## Instructions to follow
Output all entries verbatim.

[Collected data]
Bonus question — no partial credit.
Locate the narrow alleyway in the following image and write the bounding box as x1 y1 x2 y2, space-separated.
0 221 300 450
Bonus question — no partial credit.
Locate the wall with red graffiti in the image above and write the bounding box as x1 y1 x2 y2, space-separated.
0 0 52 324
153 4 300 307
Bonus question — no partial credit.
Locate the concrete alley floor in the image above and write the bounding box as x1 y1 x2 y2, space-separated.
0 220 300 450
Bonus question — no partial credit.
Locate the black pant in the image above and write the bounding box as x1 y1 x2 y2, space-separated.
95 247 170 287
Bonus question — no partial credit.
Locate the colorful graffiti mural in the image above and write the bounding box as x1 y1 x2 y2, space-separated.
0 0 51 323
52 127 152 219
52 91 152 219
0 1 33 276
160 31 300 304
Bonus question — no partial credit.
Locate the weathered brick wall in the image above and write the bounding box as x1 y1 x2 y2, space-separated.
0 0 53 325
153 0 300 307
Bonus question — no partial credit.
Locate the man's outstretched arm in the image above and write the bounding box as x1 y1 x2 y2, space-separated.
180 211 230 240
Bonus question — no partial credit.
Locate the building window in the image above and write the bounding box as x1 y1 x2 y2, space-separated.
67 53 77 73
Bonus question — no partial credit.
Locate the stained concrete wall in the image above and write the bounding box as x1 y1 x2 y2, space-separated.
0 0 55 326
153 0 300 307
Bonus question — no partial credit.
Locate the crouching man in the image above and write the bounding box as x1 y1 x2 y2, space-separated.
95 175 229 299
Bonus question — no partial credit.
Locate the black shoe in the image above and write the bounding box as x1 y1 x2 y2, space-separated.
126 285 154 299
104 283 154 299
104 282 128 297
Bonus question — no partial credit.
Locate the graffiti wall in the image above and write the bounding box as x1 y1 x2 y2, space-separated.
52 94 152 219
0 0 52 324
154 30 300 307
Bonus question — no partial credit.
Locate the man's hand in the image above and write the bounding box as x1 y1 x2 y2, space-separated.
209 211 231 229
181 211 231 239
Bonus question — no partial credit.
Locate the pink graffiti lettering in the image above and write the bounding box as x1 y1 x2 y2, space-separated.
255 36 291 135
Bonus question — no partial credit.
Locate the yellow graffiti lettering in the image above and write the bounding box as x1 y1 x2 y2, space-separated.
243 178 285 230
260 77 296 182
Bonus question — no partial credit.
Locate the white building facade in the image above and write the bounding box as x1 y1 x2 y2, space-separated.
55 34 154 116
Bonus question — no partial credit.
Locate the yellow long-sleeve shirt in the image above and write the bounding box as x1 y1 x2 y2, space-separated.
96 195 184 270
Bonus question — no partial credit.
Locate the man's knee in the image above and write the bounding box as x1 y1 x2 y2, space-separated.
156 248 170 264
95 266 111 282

## Response for this exercise
Bonus question — no partial credit.
Locate the narrow alleyway in the following image and write the bounding box as x1 y1 x2 y2, space-separated.
0 221 300 450
Bonus question — no partial credit.
Locate the wall with red graffiti in the image above and write the bounding box as x1 y1 x2 y2, space-separated.
0 0 52 324
153 4 300 307
Bonus question — no partial credit.
Locate the concrete alley floor in the image above and write the bounding box as x1 y1 x2 y2, space-separated.
0 220 300 450
Bonus question — no partial credit.
Locate the black pant in the image above and write the bounding box as x1 y1 x2 y2, space-separated.
95 247 170 287
Bonus question — no partial credit.
Locate the colorful graffiti mural in the image above and write the bounding box as x1 y1 x2 y2, space-separated.
0 0 51 323
52 127 152 219
52 91 152 219
0 1 33 276
160 31 300 304
Bonus question — no partial credit.
Locate the weathered brick wall in the image above and write the bounding box as x1 y1 x2 y2, space-separated.
0 0 53 325
153 0 300 307
Bonus question — no partial credit.
Locate the man's outstretched arm in the image above and write the bounding box as x1 y1 x2 y2, space-separated.
180 211 230 240
Bonus question — no partial credit.
Locate the building window in the image above and write the bounding box as x1 y1 x2 y2, space-separated.
67 53 77 73
Bonus question — no partial credit.
Locate the stained concrete wall in the image above and write the bounding box as x1 y1 x2 y2, space-separated.
0 0 55 326
153 0 300 307
Bonus question — no partial credit.
Locate the crouching man in the image above and write the bounding box as x1 y1 x2 y2, space-separated.
95 175 229 299
Bonus question — no partial credit.
Locate the black shoe in the image above and write the bounding box as x1 y1 x2 y2, space-separated.
126 285 154 299
104 283 154 299
104 282 128 297
Bonus question — no partial credit.
Locate the graffiti wall in the image above and write the bounding box as x1 y1 x2 y2, space-separated.
52 94 152 219
0 0 52 324
154 30 300 307
Bonus question — no partial credit.
Locate the man's hand in the image above and write the bounding box as x1 y1 x2 y2, space-separated.
209 211 231 229
181 211 231 239
Bonus question — no partial credit.
Locate the pink graffiti lettering in the image above and write the bounding box as x1 y1 x2 y2, space-separated.
255 36 291 135
Bonus question — no partial credit.
Locate the yellow graffiti lettering in the image above and write the bounding box as x1 y1 x2 y2, space-separated.
243 178 285 230
260 77 296 182
Bonus question — no partial credit.
Locate the white building facade in the image above and write the bounding box as x1 y1 x2 y2, space-separated.
55 34 154 116
Bonus question — no partial credit.
Locate the yellow long-sleeve shirt in the image above and write the bounding box as x1 y1 x2 y2, space-separated.
96 195 184 270
Bonus question — no partial credit.
Locate the man's knee in the image above and write the bounding box as x1 y1 x2 y2, space-separated.
156 248 170 264
95 266 111 282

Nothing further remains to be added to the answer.